═══ Dataset ═══

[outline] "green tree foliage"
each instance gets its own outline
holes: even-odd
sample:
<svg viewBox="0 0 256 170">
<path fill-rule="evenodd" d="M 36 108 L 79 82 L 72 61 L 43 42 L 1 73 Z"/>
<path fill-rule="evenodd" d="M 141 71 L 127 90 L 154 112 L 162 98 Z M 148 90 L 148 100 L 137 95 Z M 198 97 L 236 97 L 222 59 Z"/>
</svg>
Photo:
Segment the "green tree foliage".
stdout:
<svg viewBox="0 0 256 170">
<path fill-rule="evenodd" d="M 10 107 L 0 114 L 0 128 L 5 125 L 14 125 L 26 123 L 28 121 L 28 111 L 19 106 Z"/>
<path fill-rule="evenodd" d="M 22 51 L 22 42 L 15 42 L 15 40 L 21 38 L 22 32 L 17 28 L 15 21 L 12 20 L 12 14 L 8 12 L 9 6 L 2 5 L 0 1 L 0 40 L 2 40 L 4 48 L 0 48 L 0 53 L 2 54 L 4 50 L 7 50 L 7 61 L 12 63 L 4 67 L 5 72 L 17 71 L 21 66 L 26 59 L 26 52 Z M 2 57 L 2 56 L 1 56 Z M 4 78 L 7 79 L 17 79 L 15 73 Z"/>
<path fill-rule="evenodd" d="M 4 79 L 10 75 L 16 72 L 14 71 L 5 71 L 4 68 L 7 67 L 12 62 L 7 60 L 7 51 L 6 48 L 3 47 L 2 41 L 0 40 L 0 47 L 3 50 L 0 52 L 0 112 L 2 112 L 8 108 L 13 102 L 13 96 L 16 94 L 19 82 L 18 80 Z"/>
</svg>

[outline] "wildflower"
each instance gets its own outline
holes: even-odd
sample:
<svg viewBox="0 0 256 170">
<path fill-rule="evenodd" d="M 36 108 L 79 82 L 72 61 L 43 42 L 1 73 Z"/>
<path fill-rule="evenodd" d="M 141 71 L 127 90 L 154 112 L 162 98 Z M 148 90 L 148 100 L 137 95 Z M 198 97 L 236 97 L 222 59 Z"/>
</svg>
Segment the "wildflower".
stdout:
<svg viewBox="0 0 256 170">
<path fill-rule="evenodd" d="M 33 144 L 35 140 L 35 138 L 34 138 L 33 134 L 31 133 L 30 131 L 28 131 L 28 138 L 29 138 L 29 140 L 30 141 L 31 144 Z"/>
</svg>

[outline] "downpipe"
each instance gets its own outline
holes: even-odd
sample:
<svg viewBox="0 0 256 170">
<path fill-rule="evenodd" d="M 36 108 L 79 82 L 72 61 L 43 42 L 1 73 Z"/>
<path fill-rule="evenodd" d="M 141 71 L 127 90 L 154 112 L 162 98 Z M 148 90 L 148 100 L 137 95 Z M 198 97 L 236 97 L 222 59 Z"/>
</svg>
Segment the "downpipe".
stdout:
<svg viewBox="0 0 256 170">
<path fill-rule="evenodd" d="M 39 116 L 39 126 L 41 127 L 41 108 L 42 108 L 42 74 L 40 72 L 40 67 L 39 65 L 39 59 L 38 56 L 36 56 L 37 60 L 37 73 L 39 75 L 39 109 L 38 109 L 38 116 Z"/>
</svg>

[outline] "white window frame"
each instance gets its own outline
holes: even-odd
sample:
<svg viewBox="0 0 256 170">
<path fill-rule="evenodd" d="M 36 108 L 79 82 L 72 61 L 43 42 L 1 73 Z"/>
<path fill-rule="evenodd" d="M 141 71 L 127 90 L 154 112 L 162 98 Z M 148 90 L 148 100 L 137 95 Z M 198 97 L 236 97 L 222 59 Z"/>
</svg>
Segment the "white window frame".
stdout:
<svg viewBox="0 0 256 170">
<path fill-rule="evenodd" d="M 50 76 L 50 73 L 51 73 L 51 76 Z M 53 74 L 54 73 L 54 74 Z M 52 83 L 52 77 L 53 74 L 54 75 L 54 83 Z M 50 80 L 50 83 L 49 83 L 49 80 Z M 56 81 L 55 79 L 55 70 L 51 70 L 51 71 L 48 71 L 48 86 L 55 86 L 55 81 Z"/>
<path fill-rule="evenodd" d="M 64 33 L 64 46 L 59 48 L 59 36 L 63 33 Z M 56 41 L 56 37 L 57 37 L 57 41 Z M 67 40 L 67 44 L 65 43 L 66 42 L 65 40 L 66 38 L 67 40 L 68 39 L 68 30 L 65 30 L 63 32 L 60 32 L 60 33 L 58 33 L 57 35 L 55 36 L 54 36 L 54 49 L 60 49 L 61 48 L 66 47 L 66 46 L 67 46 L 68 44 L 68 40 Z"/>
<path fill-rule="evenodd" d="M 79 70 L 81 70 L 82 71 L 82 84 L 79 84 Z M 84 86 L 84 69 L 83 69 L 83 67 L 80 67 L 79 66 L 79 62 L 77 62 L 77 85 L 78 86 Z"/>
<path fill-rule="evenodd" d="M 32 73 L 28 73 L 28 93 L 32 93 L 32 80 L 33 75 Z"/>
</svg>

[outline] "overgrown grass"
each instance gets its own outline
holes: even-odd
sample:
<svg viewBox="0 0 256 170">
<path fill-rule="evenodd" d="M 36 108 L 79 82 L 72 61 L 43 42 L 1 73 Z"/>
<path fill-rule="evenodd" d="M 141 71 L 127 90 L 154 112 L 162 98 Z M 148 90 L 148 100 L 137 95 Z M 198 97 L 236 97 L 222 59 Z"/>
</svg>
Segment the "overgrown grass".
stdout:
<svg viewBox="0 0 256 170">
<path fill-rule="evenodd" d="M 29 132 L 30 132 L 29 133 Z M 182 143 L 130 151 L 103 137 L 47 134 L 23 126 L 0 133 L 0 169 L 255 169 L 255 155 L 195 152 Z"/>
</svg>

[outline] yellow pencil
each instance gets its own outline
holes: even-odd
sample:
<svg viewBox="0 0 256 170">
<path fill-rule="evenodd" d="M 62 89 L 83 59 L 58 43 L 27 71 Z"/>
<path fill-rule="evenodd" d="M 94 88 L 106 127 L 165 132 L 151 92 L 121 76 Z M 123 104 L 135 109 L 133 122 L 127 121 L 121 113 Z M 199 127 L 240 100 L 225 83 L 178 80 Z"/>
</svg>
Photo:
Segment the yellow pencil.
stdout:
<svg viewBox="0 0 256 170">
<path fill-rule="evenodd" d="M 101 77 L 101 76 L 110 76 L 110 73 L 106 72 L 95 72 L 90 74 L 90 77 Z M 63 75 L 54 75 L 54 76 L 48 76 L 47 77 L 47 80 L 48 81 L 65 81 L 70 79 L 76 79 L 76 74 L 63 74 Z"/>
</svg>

═══

Starting at the line containing "[outline] yellow pencil" and going through the end of the records, rewrite those lines with every number in the answer outlines, both the viewBox values and the path coordinates, scaled by 1.85 and rounded to whole numbers, halves up. Keep the requests and the sample outlines unchanged.

[outline] yellow pencil
each instance gets its own outline
holes: even-odd
sample:
<svg viewBox="0 0 256 170">
<path fill-rule="evenodd" d="M 62 89 L 83 59 L 58 43 L 27 71 Z"/>
<path fill-rule="evenodd" d="M 94 88 L 106 127 L 165 132 L 151 92 L 121 76 Z M 123 104 L 135 109 L 133 122 L 127 121 L 121 113 Z M 199 127 L 240 100 L 225 83 L 178 80 Z"/>
</svg>
Photo:
Segment the yellow pencil.
stdout:
<svg viewBox="0 0 474 315">
<path fill-rule="evenodd" d="M 187 142 L 187 141 L 204 141 L 204 135 L 196 133 L 176 133 L 167 137 L 167 142 Z M 117 139 L 100 139 L 100 141 L 89 141 L 87 142 L 87 148 L 89 150 L 120 150 L 130 146 L 141 146 L 141 137 L 117 137 Z"/>
</svg>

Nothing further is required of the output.